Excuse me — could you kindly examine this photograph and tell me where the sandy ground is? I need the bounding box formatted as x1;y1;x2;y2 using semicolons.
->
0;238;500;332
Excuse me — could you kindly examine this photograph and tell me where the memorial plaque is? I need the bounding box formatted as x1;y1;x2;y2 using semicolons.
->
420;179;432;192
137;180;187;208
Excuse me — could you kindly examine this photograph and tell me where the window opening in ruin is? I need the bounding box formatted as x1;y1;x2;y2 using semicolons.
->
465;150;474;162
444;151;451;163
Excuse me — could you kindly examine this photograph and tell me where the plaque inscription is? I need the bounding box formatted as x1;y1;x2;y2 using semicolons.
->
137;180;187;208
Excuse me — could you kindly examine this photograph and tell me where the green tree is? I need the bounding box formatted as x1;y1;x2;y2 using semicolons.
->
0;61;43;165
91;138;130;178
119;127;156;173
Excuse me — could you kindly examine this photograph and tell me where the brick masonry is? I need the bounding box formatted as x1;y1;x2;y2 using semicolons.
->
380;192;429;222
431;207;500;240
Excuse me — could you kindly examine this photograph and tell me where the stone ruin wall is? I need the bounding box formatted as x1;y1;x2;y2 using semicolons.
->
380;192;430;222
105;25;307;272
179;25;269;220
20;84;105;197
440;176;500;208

____________________

### GIVEN TASK
Write out all of the lines above again, requests included, and shift every bounding box coordinate in the answers by adding 109 to it.

### WRITTEN ANSWER
Excuse me — could you kindly examine this photograph and tell me where the sandy ground is? I need the bounding box formatted as x1;y1;x2;y2 using semicolons.
->
109;347;609;441
Excuse me — could you kindly examine this photograph and tell me where the memorial plaque is? I need the bounding box formatted as x1;y1;x2;y2 using semicolons.
->
529;288;541;301
246;289;296;317
Excuse me — could you kindly examine this photograph and tell me where the window opening in ruin is? I need the bounding box formatted as x1;y1;x2;y2 using semicolons.
->
574;259;583;271
553;260;560;272
Excuse me — could you kindly examine this photograph and tell me where the plaque inscription is? I need the bounding box formatted as x1;y1;x2;y2 using semicolons.
->
246;289;296;317
Excuse me — could you kindly examine this photograph and tell me where the green tree is? I need the bounding box formatted as x1;y1;x2;y2 using semicolons.
->
109;170;152;274
200;247;239;287
228;236;265;282
Excuse me — could you kindly examine this photograph and tell me where the brick masonry is? I need the bounding box formatted as x1;y1;x2;y2 using semicolons.
->
489;301;538;331
540;316;609;349
Excuse me — could you kindly examine this photograph and tell me where the stone ruin wall is? I need the bounding box formatted as x1;y1;x2;y2 using semicolons.
->
489;301;539;331
214;134;416;381
288;134;378;329
129;193;214;306
549;285;609;317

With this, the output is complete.